Assignment:
Among the records below, find the lines that hold the word "query" and report how many there are, with no other words.
BEGIN Material supplied
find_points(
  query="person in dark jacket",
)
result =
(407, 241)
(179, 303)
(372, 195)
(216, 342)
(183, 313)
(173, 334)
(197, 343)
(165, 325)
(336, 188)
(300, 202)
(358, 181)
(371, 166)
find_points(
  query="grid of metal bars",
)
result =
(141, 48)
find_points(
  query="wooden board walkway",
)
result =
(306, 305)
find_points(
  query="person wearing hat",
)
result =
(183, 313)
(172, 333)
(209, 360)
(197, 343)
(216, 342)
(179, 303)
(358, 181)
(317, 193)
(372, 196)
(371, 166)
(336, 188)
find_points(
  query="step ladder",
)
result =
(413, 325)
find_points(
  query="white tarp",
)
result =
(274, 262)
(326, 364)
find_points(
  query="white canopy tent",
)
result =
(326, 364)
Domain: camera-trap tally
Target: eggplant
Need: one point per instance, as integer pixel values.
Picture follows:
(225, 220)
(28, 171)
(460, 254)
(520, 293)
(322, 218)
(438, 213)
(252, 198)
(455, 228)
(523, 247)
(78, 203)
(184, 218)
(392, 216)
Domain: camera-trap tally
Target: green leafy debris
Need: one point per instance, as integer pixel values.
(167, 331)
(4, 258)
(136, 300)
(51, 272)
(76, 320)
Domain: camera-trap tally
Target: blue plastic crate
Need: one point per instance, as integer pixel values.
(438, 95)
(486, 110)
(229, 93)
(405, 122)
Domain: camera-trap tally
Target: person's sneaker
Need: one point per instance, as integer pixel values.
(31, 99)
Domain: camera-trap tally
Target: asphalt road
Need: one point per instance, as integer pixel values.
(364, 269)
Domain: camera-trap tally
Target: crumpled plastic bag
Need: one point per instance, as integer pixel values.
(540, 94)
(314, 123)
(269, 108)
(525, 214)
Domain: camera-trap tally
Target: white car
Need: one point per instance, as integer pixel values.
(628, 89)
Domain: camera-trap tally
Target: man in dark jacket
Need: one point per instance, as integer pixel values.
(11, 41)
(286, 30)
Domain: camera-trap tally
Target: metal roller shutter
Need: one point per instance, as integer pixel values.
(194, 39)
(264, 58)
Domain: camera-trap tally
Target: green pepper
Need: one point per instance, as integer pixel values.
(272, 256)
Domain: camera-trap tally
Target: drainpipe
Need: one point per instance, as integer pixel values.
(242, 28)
END Material supplied
Response:
7